## start Records supplied

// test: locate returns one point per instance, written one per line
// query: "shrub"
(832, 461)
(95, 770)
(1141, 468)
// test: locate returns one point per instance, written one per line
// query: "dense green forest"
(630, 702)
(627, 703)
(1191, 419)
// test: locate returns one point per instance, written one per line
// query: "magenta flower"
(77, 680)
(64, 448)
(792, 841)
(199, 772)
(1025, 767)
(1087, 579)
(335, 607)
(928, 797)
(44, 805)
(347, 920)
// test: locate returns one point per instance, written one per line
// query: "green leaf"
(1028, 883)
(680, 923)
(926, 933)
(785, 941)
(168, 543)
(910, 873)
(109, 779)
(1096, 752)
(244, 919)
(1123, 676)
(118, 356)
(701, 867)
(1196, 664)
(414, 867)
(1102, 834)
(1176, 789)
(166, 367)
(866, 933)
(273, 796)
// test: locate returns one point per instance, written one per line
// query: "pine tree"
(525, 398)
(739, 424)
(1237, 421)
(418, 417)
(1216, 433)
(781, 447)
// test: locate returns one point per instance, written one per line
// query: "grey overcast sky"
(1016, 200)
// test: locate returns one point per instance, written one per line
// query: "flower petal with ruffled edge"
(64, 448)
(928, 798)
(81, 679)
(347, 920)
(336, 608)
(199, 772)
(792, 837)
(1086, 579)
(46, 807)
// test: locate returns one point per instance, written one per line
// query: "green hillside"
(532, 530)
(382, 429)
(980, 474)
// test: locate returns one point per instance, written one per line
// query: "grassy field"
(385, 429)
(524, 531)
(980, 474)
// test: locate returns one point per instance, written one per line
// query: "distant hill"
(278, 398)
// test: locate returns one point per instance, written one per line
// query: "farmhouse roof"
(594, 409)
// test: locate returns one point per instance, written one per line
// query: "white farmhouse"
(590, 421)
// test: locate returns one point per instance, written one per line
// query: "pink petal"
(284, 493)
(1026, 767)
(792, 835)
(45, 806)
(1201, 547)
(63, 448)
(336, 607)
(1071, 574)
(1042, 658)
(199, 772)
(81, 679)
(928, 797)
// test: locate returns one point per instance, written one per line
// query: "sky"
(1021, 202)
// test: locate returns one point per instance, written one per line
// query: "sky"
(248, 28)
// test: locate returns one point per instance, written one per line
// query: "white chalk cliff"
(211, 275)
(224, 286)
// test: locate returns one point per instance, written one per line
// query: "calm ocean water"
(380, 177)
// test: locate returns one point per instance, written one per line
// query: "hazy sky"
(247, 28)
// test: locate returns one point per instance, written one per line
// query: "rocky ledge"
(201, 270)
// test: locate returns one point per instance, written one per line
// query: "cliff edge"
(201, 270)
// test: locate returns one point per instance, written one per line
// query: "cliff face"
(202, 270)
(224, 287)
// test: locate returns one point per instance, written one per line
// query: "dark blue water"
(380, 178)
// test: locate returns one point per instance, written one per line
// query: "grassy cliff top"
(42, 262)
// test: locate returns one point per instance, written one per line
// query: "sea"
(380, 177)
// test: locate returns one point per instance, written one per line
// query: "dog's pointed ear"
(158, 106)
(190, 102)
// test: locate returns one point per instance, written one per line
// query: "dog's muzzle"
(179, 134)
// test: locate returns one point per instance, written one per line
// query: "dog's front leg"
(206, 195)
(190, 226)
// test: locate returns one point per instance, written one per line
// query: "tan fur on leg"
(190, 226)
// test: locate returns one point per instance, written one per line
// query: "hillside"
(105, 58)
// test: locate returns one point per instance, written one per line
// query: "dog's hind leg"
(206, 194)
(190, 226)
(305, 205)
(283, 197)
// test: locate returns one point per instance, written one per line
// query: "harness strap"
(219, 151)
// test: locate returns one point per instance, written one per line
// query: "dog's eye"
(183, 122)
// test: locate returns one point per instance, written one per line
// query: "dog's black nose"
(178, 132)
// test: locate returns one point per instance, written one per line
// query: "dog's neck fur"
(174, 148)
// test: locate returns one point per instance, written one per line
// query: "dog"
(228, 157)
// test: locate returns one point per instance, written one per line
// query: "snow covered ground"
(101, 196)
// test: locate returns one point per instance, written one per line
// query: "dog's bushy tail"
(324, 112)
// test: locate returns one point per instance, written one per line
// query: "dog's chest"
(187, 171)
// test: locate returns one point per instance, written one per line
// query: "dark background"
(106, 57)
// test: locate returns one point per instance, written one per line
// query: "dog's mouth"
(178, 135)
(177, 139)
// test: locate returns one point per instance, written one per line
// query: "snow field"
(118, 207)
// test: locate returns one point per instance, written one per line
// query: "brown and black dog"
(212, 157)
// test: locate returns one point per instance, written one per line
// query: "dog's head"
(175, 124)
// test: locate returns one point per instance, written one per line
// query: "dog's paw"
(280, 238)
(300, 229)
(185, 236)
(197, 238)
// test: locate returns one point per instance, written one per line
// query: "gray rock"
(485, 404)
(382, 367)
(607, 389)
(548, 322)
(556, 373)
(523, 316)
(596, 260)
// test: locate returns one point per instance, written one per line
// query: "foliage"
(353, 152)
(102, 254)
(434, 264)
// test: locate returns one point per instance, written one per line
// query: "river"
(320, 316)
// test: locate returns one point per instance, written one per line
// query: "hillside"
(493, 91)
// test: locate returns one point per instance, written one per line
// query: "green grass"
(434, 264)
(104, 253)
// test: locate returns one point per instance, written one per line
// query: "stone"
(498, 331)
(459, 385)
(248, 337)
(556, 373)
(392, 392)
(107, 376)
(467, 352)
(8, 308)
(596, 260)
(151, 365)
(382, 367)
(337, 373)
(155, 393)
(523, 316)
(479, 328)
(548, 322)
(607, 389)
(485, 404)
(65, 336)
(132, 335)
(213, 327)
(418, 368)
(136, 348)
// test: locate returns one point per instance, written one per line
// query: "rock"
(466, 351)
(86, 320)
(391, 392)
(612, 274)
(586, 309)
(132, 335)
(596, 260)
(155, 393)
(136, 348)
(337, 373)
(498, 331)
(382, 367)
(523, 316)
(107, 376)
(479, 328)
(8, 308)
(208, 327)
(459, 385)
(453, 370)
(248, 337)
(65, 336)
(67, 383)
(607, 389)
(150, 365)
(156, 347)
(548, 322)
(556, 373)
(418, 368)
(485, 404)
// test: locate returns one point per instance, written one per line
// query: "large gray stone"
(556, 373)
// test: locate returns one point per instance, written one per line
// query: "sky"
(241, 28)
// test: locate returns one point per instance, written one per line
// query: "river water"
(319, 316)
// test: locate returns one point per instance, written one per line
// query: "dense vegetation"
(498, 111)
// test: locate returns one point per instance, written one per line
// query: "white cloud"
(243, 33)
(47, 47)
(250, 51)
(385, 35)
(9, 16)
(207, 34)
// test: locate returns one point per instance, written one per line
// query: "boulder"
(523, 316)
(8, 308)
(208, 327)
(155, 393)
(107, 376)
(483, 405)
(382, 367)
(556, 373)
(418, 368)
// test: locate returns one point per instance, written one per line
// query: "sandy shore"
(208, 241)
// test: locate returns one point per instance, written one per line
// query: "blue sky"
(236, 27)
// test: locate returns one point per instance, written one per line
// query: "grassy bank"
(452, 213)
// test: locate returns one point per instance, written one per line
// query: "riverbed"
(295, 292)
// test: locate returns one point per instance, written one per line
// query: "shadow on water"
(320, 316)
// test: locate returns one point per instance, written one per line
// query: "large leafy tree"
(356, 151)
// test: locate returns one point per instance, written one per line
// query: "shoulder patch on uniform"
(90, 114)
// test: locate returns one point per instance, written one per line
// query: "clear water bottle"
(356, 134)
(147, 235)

## end Records supplied
## start Records supplied

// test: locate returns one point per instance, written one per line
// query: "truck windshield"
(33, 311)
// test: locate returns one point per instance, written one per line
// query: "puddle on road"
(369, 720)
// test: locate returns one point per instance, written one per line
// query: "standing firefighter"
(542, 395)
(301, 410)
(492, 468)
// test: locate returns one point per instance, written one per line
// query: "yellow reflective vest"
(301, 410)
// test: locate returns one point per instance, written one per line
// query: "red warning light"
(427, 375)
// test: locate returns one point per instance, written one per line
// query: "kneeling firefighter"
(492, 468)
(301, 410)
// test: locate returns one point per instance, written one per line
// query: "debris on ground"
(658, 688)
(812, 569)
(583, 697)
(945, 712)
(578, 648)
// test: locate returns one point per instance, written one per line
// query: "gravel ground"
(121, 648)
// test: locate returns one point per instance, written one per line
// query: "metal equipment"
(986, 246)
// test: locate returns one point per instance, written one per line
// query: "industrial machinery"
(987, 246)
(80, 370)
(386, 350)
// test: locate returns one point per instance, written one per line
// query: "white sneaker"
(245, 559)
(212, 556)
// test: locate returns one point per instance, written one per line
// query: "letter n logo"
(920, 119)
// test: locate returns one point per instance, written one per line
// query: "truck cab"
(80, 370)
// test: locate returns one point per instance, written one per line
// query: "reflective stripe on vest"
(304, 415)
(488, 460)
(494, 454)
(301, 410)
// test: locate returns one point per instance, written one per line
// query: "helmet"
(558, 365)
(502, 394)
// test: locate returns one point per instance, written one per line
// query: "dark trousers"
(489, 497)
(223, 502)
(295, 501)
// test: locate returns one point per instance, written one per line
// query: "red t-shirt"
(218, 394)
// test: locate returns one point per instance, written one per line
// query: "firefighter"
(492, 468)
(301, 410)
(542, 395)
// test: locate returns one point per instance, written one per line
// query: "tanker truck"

## end Records supplied

Problem:
Extract every line of the records that contains the word "dark", and copy each one unchanged.

Correct result:
// query: "dark blue water"
// query: "dark background"
// query: "dark trousers"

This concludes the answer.